Reproduce the material starting at the line containing "I'd appreciate your help finding the winter" and ending at the end of the material, substituting "winter coat" for "winter jacket" and keeping everything else unchanged.
[Start of Material for this exercise]
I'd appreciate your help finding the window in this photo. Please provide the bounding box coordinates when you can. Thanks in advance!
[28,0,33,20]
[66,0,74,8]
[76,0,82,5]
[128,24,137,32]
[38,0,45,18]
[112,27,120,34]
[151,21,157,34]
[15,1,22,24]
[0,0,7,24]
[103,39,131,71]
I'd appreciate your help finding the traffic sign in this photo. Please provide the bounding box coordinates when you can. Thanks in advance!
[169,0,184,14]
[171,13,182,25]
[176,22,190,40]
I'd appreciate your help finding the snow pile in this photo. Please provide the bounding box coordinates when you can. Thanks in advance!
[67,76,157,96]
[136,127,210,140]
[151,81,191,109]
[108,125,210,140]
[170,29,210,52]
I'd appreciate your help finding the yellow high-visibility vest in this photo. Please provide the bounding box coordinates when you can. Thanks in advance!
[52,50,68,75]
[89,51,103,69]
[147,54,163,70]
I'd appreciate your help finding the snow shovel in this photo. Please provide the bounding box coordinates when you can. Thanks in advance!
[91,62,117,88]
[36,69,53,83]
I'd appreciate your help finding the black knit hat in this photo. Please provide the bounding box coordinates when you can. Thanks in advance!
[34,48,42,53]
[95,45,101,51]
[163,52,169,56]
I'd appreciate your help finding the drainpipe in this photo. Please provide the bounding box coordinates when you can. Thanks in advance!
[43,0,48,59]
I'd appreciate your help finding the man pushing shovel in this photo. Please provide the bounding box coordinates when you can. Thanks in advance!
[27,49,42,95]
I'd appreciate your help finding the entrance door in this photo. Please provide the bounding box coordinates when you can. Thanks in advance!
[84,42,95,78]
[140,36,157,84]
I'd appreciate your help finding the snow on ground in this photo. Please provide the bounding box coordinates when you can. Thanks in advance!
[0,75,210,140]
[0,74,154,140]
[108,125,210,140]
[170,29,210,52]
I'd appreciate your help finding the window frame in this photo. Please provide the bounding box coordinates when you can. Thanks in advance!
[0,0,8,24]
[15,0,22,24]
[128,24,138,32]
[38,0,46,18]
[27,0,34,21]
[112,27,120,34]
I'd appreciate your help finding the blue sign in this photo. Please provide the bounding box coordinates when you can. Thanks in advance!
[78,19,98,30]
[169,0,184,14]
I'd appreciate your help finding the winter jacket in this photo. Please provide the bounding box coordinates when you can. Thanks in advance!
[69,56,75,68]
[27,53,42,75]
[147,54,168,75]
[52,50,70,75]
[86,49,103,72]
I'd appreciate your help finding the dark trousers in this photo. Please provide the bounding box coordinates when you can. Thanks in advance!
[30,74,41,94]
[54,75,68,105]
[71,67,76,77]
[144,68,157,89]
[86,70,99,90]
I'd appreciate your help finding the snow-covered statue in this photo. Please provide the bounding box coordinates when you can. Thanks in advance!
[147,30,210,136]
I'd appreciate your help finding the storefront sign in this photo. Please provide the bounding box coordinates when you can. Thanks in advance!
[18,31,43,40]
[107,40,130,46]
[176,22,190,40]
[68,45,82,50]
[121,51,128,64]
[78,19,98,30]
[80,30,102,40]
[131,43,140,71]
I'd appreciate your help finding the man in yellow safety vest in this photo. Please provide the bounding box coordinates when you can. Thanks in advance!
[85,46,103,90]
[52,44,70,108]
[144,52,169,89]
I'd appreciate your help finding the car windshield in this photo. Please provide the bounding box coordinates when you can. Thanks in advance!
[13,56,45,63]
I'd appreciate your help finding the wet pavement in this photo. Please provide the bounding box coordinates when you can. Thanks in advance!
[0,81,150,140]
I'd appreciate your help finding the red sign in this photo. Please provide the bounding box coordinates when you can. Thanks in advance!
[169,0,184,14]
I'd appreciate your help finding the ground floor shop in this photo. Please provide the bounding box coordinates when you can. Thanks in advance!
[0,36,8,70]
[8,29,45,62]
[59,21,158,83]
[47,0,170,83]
[End of Material for this exercise]
* [Written response]:
I'd appreciate your help finding the winter coat in this photo. Please provide the bounding box coordinates when you can. Thanks in advance!
[69,56,75,68]
[27,53,42,75]
[147,54,168,75]
[52,50,70,75]
[86,49,103,72]
I'd appreciate your help finding the dark trousers in this photo. Please provide the bounding box coordinates when you can. Thanks in advance!
[30,74,41,94]
[54,75,68,105]
[71,67,76,77]
[144,68,157,89]
[86,70,99,90]
I'd appreciate your help finding the snow-covered statue in this photo. Please provide the bounding box coordinates when you can. Thanks in advance!
[147,30,210,136]
I'd appreciate your help finding the storefront sign in this photo. Please provide the bounding box coordinates when you can. Thanks in advance!
[18,31,43,40]
[107,40,130,46]
[176,22,190,40]
[68,45,82,50]
[121,51,128,64]
[78,19,98,30]
[80,30,102,40]
[131,43,140,71]
I'd appreciate your help finding the man in yellow safety vest in this photo. Please provide the bounding box coordinates when you can. Thanks in advance!
[85,46,103,90]
[52,44,70,108]
[144,52,169,89]
I'd appreciate your help finding the car windshield in this photo. Please provide the bounding box coordinates when you can. Thanks in advance!
[13,56,45,63]
I'd appreciate your help finding the wet pavement in this photo. Please provide the bounding box coordinates when you can. Thanks in advance!
[0,81,150,140]
I'd appreciate your help finding the red sign in this photo. Please provide the bounding box coordinates when you can. Thanks in advance!
[169,0,184,14]
I'd appreciate your help finding the ground floor shop in this photo. Please provide the bounding box coordinates when you can. Thanks in advance!
[0,36,8,70]
[8,29,45,62]
[59,21,158,83]
[47,0,170,83]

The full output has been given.